→ TASK
Starting at the line containing "locate the water" and ending at the end of the items, write those lines out again, switching "water reflection" to "shoreline reflection" and leaving everything else as it is.

→ Records from a dataset
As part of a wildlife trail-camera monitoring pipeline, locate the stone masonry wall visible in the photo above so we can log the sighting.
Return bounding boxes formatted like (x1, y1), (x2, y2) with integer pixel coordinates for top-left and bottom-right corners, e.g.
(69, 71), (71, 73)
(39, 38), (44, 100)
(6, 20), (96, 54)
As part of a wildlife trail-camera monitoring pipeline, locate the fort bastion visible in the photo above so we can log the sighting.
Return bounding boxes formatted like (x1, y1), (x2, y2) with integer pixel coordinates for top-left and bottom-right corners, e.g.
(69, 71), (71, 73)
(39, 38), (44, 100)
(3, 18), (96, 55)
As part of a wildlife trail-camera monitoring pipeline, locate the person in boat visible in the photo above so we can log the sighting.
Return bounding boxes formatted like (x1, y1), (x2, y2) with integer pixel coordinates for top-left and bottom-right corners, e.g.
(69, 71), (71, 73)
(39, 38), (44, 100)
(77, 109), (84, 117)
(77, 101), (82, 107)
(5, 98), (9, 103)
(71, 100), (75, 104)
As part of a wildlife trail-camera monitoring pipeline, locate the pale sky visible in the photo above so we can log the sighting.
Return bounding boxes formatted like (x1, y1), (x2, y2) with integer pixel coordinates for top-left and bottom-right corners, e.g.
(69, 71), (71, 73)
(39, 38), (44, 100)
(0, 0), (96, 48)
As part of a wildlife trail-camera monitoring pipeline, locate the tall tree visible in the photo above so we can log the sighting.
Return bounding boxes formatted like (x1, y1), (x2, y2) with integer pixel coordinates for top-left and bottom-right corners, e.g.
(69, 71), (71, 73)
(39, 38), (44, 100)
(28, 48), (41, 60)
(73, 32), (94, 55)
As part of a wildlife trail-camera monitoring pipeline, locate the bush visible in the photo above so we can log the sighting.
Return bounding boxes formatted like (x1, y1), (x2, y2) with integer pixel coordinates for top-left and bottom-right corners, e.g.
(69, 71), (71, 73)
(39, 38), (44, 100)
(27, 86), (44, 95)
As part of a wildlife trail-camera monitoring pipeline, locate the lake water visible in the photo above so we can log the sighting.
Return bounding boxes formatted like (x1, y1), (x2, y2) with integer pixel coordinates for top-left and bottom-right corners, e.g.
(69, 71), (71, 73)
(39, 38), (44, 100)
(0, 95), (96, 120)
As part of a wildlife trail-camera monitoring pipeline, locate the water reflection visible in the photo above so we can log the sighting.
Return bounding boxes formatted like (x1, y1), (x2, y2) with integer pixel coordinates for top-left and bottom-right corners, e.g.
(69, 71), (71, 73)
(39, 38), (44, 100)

→ ANSWER TO THIS TASK
As part of a wildlife trail-camera monitoring pipeline, locate the shoreline reflection visible in the photo above so we can log the sighting.
Return bounding boxes formatted like (x1, y1), (x2, y2) with integer pixel coordinates for top-left and bottom-right corners, e.g.
(69, 71), (71, 73)
(39, 38), (44, 100)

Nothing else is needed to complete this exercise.